Dataset rows on where objects appear:
>> BEGIN
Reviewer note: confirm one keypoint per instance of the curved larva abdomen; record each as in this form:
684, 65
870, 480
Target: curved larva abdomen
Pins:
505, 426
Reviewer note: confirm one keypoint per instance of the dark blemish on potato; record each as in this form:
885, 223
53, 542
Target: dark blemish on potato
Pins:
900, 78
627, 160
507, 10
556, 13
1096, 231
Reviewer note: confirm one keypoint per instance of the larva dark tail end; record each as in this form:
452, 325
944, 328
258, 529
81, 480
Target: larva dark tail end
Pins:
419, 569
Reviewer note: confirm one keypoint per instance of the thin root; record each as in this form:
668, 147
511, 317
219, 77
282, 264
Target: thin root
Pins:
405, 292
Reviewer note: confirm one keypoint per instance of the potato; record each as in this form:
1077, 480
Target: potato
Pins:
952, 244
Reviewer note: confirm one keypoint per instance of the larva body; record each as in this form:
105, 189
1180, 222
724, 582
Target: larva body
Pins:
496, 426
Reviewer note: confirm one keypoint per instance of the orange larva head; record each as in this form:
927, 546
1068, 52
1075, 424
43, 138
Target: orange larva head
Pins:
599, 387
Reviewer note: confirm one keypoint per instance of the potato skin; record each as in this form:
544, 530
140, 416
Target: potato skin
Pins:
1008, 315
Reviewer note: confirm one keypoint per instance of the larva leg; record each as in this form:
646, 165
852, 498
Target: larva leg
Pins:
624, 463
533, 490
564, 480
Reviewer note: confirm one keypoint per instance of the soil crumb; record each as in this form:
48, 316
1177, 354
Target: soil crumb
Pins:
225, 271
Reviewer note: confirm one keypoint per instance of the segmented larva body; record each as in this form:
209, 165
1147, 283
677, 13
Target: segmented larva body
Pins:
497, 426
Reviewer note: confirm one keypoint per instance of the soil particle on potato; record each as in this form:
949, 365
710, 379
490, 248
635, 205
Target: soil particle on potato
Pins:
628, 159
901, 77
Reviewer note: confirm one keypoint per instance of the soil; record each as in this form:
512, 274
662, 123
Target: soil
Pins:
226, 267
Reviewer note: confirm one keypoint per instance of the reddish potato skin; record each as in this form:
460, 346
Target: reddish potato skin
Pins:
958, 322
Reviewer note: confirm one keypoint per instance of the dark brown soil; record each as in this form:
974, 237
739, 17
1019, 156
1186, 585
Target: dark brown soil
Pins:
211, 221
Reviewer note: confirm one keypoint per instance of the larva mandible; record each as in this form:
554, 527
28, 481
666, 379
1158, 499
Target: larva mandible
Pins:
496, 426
>> END
• The exercise:
Could you rewrite all the rows above as a numbered list, dropping any blank lines?

• Written answer:
1. Reviewer note: confirm one keypoint per instance of the curved larva abdomen; record each as in this form:
2. 684, 65
3. 870, 480
4. Target: curved larva abdomen
5. Pins:
6. 505, 426
7. Reviewer note: confirm one keypoint per instance of the dark blemish on potato; record each as in this form:
8. 885, 223
9. 53, 542
10. Target: dark blemish on potato
11. Pins:
12. 900, 78
13. 627, 160
14. 507, 10
15. 556, 13
16. 1096, 231
17. Reviewer note: confirm one keypoint per instance of the larva dark tail end; record each as in this form:
18. 452, 325
19. 944, 328
20. 258, 529
21. 81, 480
22. Target: larva dark tail end
23. Pins:
24. 419, 569
25. Reviewer note: confirm one keypoint per instance of the thin root; record each as in this form:
26. 668, 147
27. 511, 317
28. 219, 77
29. 282, 264
30. Target: thin root
31. Pins:
32. 405, 292
33. Reviewer note: confirm one keypoint per instance of the potato; record each as in this form:
34. 1077, 480
35. Target: potato
36. Pins:
37. 952, 244
38. Reviewer note: confirm one keypoint per instance of the larva body; record each as in this form:
39. 105, 189
40. 1180, 222
41. 724, 582
42. Target: larva body
43. Pins:
44. 496, 426
45. Reviewer note: confirm one keypoint per instance of the orange larva head; record each as in this form:
46. 927, 546
47. 1068, 52
48. 1075, 424
49. 43, 138
50. Target: orange larva head
51. Pins:
52. 599, 387
53. Reviewer note: confirm one keypoint per instance of the potato skin; record each as in this form:
54. 544, 530
55. 140, 416
56. Target: potato skin
57. Pins:
58. 1008, 315
59. Reviewer note: confirm one keypoint per instance of the larva leg; record each as in this form:
60. 646, 165
61. 852, 498
62. Target: larva leg
63. Pins:
64. 624, 463
65. 533, 490
66. 564, 480
67. Reviewer note: confirm one keypoint per instance of the soil crumb; record each as in this form:
68. 48, 316
69. 1177, 354
70. Target: soil crumb
71. Pins:
72. 225, 271
73. Reviewer note: confirm one keypoint per instance of the segmented larva body; record each as in this form:
74. 209, 165
75. 1147, 283
76. 677, 13
77. Target: segmented larva body
78. Pins:
79. 497, 426
80. Reviewer note: confirm one keypoint per instance of the soil particle on potato; record each as in this form:
81. 949, 365
82. 710, 379
83. 490, 248
84. 635, 205
85. Target: soil particle on potato
86. Pins:
87. 628, 159
88. 901, 77
89. Reviewer note: confirm one keypoint per instance of the soil; record each as in this form:
90. 512, 274
91. 662, 123
92. Target: soil
93. Pins:
94. 226, 267
95. Reviewer note: confirm one keypoint per instance of the reddish potato skin; record each as in this form:
96. 460, 346
97. Target: reddish potato skin
98. Pins:
99. 958, 322
100. Reviewer note: confirm one keypoint per instance of the dark brown soil; record each as in this form:
101. 974, 237
102. 739, 17
103. 1019, 156
104. 1186, 585
105. Target: dark brown soil
106. Pins:
107. 211, 221
108. Reviewer note: confirm one keypoint per instance of the larva mandible; record each as in this form:
109. 554, 527
110. 28, 481
111. 666, 379
112. 1158, 499
113. Target: larva mandible
114. Pins:
115. 496, 426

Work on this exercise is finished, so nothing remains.